Your instructions: Go through the data below and transcribe it exactly. Omit the images.

Dataset excerpts:
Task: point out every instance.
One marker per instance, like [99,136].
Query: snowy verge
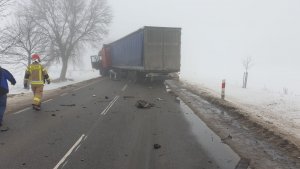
[277,111]
[74,76]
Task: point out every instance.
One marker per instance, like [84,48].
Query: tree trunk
[64,68]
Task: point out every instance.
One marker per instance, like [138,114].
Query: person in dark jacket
[4,76]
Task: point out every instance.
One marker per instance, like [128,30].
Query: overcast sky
[218,34]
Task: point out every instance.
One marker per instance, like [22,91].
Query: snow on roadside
[73,76]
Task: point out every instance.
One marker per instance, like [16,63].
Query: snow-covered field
[280,109]
[73,76]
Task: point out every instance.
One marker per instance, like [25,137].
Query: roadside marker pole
[223,89]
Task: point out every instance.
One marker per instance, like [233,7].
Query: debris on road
[4,128]
[128,97]
[142,104]
[226,138]
[68,105]
[156,146]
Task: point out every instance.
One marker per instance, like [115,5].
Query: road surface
[98,126]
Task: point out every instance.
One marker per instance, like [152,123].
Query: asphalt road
[98,126]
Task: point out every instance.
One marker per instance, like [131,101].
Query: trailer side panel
[127,52]
[162,49]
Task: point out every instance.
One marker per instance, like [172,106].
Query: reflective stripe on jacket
[36,73]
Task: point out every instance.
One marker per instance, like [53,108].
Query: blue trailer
[148,53]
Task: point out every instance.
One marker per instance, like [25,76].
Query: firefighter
[37,75]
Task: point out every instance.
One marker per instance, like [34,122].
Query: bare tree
[71,24]
[20,40]
[247,63]
[3,7]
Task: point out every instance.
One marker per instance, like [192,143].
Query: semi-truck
[150,53]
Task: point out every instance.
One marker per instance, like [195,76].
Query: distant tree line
[56,29]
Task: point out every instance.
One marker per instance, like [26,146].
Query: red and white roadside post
[223,89]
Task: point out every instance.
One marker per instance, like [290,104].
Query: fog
[217,35]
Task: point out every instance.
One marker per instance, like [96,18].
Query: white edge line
[64,164]
[109,105]
[69,152]
[20,111]
[47,101]
[63,94]
[77,147]
[85,86]
[124,88]
[85,137]
[116,98]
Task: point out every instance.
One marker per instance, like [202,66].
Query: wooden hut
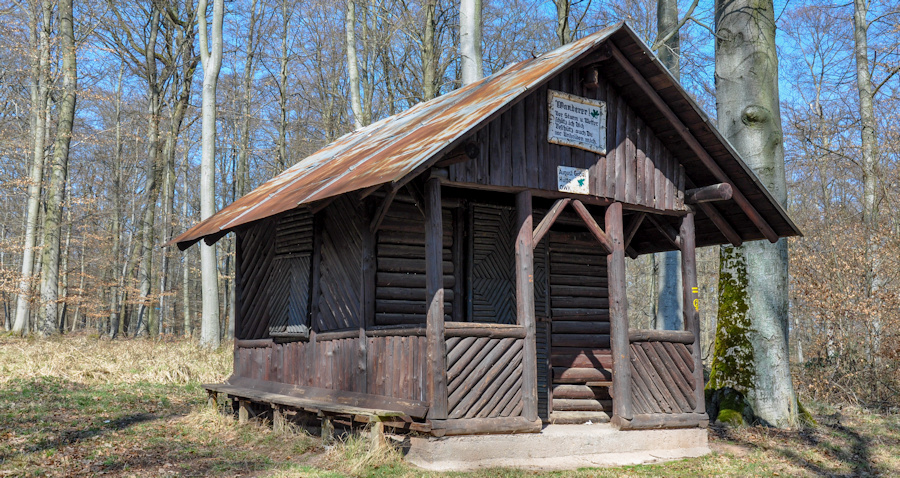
[459,268]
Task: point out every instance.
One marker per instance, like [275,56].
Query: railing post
[434,283]
[691,296]
[618,317]
[525,302]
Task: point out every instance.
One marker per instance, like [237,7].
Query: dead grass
[81,406]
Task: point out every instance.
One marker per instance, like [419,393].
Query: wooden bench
[246,391]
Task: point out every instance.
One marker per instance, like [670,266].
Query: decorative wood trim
[667,231]
[632,228]
[592,225]
[547,222]
[692,142]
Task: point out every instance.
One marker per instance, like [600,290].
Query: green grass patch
[85,407]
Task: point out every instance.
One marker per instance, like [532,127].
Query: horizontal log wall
[484,377]
[514,151]
[395,365]
[662,380]
[400,266]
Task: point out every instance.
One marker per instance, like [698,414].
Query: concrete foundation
[557,447]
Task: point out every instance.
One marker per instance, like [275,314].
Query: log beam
[715,192]
[695,145]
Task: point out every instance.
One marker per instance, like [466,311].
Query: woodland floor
[80,406]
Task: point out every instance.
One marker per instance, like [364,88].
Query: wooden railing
[665,392]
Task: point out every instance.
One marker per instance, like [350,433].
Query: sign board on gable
[572,180]
[576,121]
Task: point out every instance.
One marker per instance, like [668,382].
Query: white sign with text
[576,121]
[572,180]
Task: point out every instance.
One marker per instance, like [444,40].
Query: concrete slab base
[557,447]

Response to this task:
Task: point out every instance.
One marker per instance, like [99,136].
Query: snowy verge
[277,111]
[74,76]
Task: point out every instance.
One marker per instance, like [84,48].
Query: tree trunk
[64,68]
Task: point out every instance.
One marker per instance, like [138,114].
Query: person in dark jacket
[4,76]
Task: point out every instance.
One marker per instance, like [128,30].
Query: overcast sky
[218,34]
Task: point out every instance.
One marker per instance, like [22,91].
Query: snow on roadside
[73,76]
Task: point out every instance.
One marker per instance, like [16,63].
Query: snow-covered field
[280,109]
[73,76]
Task: point out every instance.
One marker per instance, like [25,137].
Query: roadside marker pole
[223,89]
Task: point out every instance.
One marker per instance, like [233,7].
Query: debris on road
[4,128]
[128,97]
[142,104]
[226,138]
[68,105]
[156,146]
Task: point out every instance.
One marker per instance, like [115,5].
Query: road surface
[98,126]
Task: point out every instance.
One marker per instance, like [152,123].
Query: asphalt road
[98,126]
Task: point out every instance.
One marker per instance, like [131,101].
Query: trailer side panel
[127,52]
[162,49]
Task: point out every instance.
One marker per instance, like [172,106].
Query: reflective stripe on jacket
[36,73]
Task: point out every instance.
One marker per instance, like [53,108].
Query: blue trailer
[148,53]
Task: point out every instance.
One marker per instance, like [25,76].
Query: firefighter
[37,75]
Task: point out every instance.
One marker per instance, like [34,122].
Query: bare tree
[71,24]
[20,40]
[247,63]
[3,7]
Task: point out every instance.
One marker per instance, like [192,143].
Query: semi-truck
[150,53]
Task: point out every instance.
One marker per instance, like [195,76].
Query: distant tree line
[56,29]
Task: point out every instance.
One marker per instance, like [26,146].
Query: red and white roadside post
[223,89]
Task: point out every instance.
One marker per instance, like [290,104].
Query: fog
[217,35]
Task: point out every instance.
One marker per instance, like [96,18].
Query: white edge line
[64,164]
[109,105]
[69,152]
[20,111]
[47,101]
[63,94]
[77,147]
[85,86]
[124,88]
[85,137]
[116,98]
Task: point out every instance.
One marker per instance, like [202,66].
Query: wooden hut
[459,268]
Task: point out every instance.
One marker per instance, like [275,56].
Query: railing post
[434,283]
[691,296]
[618,317]
[525,302]
Task: point out every instance.
One marker per instance, like [237,7].
Query: dead grass
[81,406]
Task: point out every instance.
One marker per instance, like [419,393].
Query: wooden bench
[246,391]
Task: point out every instance.
One marker per instance, like [670,266].
Query: decorative wood trim
[667,231]
[632,228]
[592,225]
[547,222]
[692,142]
Task: point out every instance.
One marker per instance, like [600,290].
Query: green grass patch
[85,407]
Task: point out every instance.
One marker per instance, like [532,127].
Query: horizontal log wall
[484,377]
[514,151]
[395,365]
[662,380]
[400,266]
Task: point out every instance.
One marker per instance, like [698,414].
Query: concrete foundation
[557,447]
Task: point out every instance.
One marker per instance, like [275,314].
Query: log beam
[715,192]
[695,145]
Task: point out every instance.
One marker per instance, like [466,311].
Query: woodland floor
[80,406]
Task: point out every instance.
One marker per instance, like [364,88].
Query: wooden railing
[665,392]
Task: point out every instance.
One marker per instance, like [350,433].
Query: sign board on gable
[572,180]
[576,121]
Task: point out every instance.
One marker per instance, like [668,382].
Query: white sign with text
[576,121]
[572,180]
Task: point out every instance.
One marker per instance, like [444,40].
Query: concrete slab base
[557,447]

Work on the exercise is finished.